─── Data records

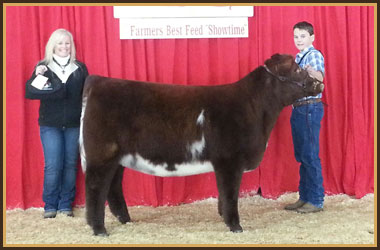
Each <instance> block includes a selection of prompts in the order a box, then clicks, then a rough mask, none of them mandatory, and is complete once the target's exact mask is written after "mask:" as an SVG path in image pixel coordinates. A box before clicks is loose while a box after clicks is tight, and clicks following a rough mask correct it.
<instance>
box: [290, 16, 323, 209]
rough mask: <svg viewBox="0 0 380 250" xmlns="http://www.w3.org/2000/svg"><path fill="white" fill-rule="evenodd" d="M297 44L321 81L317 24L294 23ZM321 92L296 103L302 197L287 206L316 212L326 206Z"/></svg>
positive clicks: (304, 63) (296, 143) (305, 23)
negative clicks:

──────

Print the material above verbatim, no images.

| Worked solution |
Each <instance> block includes a selection of prompts in the order a box, then clicks, then a rough mask, none of them mandatory, and is complete once the target's exact mask is written after "mask:" as an SVG path in image pixel coordinates. A box before clicks is loose while a box after clicks is tight, and clicks following a rough mask correct it.
<instance>
box: [290, 16, 323, 209]
rough mask: <svg viewBox="0 0 380 250" xmlns="http://www.w3.org/2000/svg"><path fill="white" fill-rule="evenodd" d="M297 44L321 81L317 24L294 23ZM321 92L296 103L302 197L287 206L316 212L326 206Z"/></svg>
positive clicks: (304, 63) (296, 143) (305, 23)
negative clicks:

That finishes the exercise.